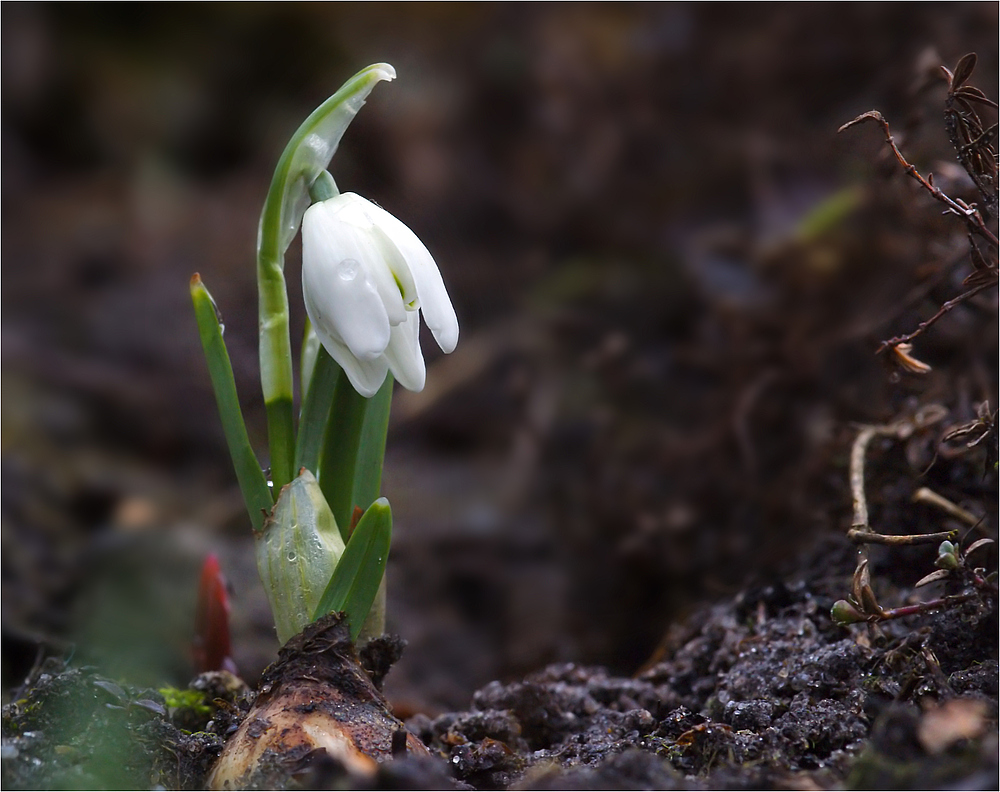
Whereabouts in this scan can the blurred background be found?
[2,3,998,713]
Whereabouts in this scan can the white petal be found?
[385,311,427,391]
[362,199,458,352]
[316,320,389,399]
[325,193,406,326]
[302,202,389,360]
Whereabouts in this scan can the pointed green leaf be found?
[313,498,392,640]
[191,273,273,530]
[254,470,344,643]
[257,63,396,491]
[351,374,393,511]
[295,346,342,474]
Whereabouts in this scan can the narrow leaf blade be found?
[295,346,342,474]
[313,498,392,640]
[191,273,273,530]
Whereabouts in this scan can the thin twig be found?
[913,487,982,527]
[837,110,1000,247]
[875,281,995,355]
[847,528,958,547]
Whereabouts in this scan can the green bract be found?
[191,63,458,642]
[254,470,344,643]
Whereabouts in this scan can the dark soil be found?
[2,3,1000,789]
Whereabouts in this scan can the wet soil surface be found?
[2,3,1000,789]
[3,540,998,789]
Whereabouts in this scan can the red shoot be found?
[192,553,236,674]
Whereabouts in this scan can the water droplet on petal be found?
[337,259,361,281]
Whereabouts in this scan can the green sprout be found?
[191,63,458,642]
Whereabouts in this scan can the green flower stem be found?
[191,273,273,531]
[295,346,342,474]
[313,498,392,640]
[257,64,396,493]
[319,374,393,542]
[319,377,368,542]
[351,374,393,513]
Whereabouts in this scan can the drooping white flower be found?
[302,193,458,397]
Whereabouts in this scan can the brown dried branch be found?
[875,279,996,355]
[837,110,1000,247]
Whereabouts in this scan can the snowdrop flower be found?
[302,193,458,397]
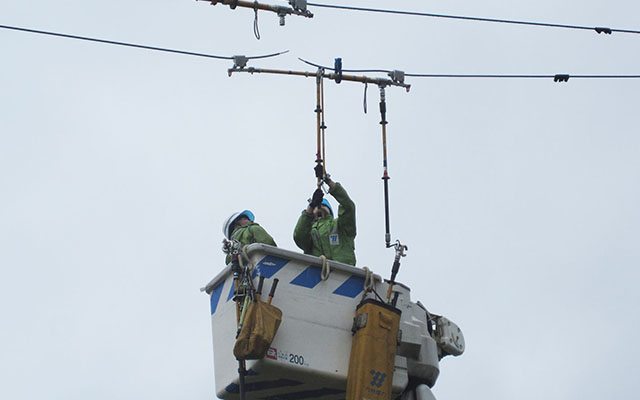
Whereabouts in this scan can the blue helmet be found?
[222,210,255,239]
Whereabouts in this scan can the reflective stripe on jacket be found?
[226,222,277,264]
[293,183,356,265]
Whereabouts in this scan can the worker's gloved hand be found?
[322,174,333,185]
[309,188,324,208]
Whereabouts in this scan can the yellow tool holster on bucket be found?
[233,300,282,360]
[346,299,401,400]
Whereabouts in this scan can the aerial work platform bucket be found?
[203,244,458,400]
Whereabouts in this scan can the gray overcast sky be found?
[0,0,640,400]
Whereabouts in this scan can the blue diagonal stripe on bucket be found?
[290,265,322,289]
[211,281,224,315]
[252,256,289,278]
[333,275,364,298]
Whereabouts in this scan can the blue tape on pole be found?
[227,279,236,301]
[290,265,322,289]
[211,281,224,315]
[333,275,364,299]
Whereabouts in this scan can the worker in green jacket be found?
[222,210,277,264]
[293,175,356,265]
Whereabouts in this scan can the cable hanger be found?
[307,3,640,35]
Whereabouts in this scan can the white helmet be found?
[222,210,255,240]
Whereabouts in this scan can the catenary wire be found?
[0,25,640,79]
[298,58,640,80]
[0,25,288,60]
[307,3,640,34]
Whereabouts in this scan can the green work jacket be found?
[293,183,356,265]
[226,222,277,264]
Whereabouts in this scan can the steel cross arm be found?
[228,67,411,92]
[204,0,313,18]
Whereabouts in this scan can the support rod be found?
[380,86,391,248]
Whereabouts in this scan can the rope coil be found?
[362,267,373,293]
[238,244,256,272]
[320,256,331,281]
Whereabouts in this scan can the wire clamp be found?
[333,57,342,83]
[387,69,404,85]
[233,56,249,69]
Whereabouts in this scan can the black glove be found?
[309,188,324,208]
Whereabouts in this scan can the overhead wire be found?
[298,58,640,82]
[5,25,640,81]
[307,3,640,34]
[0,25,288,60]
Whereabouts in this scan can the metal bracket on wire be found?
[203,0,313,26]
[229,50,289,76]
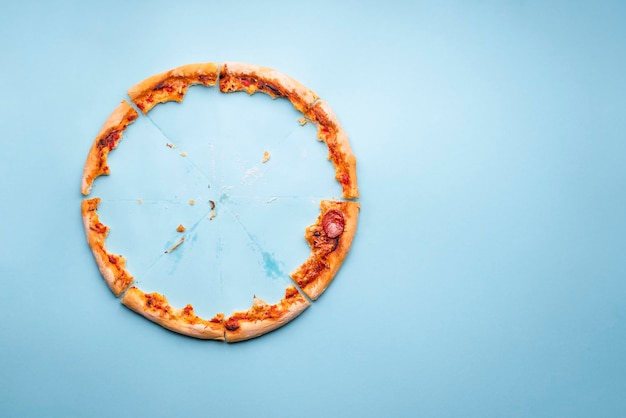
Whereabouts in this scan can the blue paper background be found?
[0,1,626,417]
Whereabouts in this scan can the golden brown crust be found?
[81,198,133,296]
[128,62,218,114]
[291,200,360,300]
[80,100,139,195]
[224,286,310,343]
[122,286,224,341]
[220,62,319,113]
[305,100,359,199]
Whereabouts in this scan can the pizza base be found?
[122,286,224,341]
[128,62,218,115]
[305,100,359,199]
[291,200,360,300]
[80,100,139,196]
[219,62,319,113]
[224,286,311,343]
[81,62,360,342]
[81,197,134,296]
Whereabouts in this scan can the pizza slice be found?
[80,100,139,195]
[220,62,319,113]
[128,62,218,114]
[305,100,359,199]
[224,285,310,343]
[291,200,360,300]
[122,286,224,341]
[81,197,133,296]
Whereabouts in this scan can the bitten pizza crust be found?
[80,100,139,195]
[81,197,133,296]
[291,200,360,300]
[81,62,360,343]
[122,286,224,341]
[224,286,310,343]
[305,100,359,199]
[220,62,319,113]
[128,62,218,114]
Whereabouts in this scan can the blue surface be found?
[0,1,626,417]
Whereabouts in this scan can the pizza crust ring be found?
[81,62,360,342]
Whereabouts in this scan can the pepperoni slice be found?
[322,209,346,238]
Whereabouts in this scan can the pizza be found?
[81,62,360,342]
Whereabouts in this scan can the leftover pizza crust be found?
[81,197,133,296]
[305,100,359,199]
[224,286,311,343]
[80,100,139,195]
[291,200,360,300]
[220,62,319,113]
[81,62,360,342]
[122,286,224,341]
[128,62,218,114]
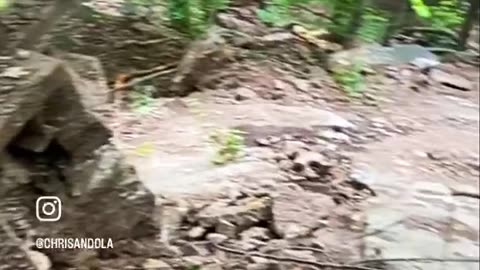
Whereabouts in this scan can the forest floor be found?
[1,1,480,270]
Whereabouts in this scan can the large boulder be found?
[0,53,155,269]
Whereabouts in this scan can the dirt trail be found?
[109,59,479,269]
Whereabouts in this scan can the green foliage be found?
[357,8,389,43]
[430,0,464,29]
[333,61,365,97]
[257,0,326,27]
[410,0,432,19]
[210,129,245,165]
[328,0,357,39]
[128,85,156,114]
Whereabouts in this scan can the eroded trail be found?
[109,59,479,269]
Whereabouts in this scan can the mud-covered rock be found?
[0,53,156,270]
[196,197,272,237]
[272,188,335,239]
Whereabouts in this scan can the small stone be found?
[319,130,350,143]
[188,226,206,240]
[267,136,282,144]
[240,227,271,241]
[292,152,333,175]
[142,259,172,270]
[410,57,440,71]
[282,249,316,261]
[17,49,32,60]
[235,87,257,101]
[215,219,237,238]
[292,79,310,92]
[207,233,228,244]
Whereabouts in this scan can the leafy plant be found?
[430,0,464,29]
[128,85,156,114]
[257,0,293,27]
[410,0,432,19]
[210,129,245,165]
[333,61,364,97]
[168,0,229,37]
[0,0,10,11]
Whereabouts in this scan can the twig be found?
[350,257,480,265]
[354,218,405,240]
[112,68,175,91]
[120,37,176,47]
[297,5,332,20]
[212,243,379,270]
[451,190,480,200]
[402,26,458,42]
[128,63,177,78]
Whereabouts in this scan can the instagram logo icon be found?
[35,196,62,222]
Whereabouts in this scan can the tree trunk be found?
[458,0,480,50]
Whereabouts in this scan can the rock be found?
[182,256,216,269]
[240,227,272,241]
[430,69,473,91]
[328,44,438,68]
[235,87,257,101]
[410,57,440,71]
[0,52,157,269]
[283,141,309,159]
[319,130,351,143]
[215,219,238,238]
[282,249,316,261]
[0,54,68,151]
[196,197,272,234]
[27,250,52,270]
[291,78,310,92]
[175,240,209,256]
[255,138,271,146]
[142,259,173,270]
[292,151,333,176]
[272,189,335,239]
[217,13,263,36]
[207,233,228,244]
[188,226,207,240]
[247,263,271,270]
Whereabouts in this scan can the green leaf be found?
[413,6,432,18]
[0,0,10,11]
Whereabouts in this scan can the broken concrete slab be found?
[0,54,68,151]
[272,187,335,239]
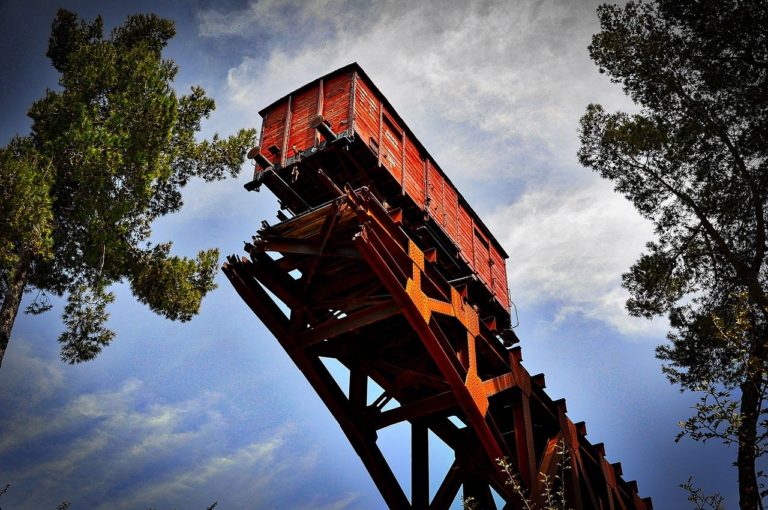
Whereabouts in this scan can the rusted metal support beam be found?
[411,421,429,510]
[253,236,360,259]
[300,301,400,347]
[223,260,410,508]
[371,391,456,429]
[429,460,461,510]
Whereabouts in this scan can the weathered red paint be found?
[259,64,509,307]
[231,65,652,510]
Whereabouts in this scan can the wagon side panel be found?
[322,73,352,133]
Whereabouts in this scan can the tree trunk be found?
[0,255,30,366]
[736,374,762,510]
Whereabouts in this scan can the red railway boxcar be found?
[246,63,510,327]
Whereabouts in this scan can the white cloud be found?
[200,1,630,183]
[488,177,664,334]
[194,0,659,333]
[0,350,318,509]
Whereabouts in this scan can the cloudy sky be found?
[0,0,737,510]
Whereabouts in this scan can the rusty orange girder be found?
[223,176,652,510]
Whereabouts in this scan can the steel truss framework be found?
[223,171,652,510]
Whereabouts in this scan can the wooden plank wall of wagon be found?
■ ■ ■ ■ ■ ■ ■
- Description of the task: Reproduce the listing word for word, from the line containing "Whereabouts in this scan can the white cloud" through the final line of the listing, both ends included.

- Answer to this exercise:
Whereabouts in this scan can the white cloud be found?
[200,1,630,183]
[488,177,664,334]
[194,0,659,333]
[0,350,318,509]
Whereabouts in this scan can the cloudy sky be found?
[0,0,737,510]
Whereabouts in this scan can the rusty orange girder be found?
[223,176,652,510]
Whereabouts in this scan can the steel truss framework be found?
[223,171,652,510]
Whereabouts in this scan can the wooden plank wall of wagon be found?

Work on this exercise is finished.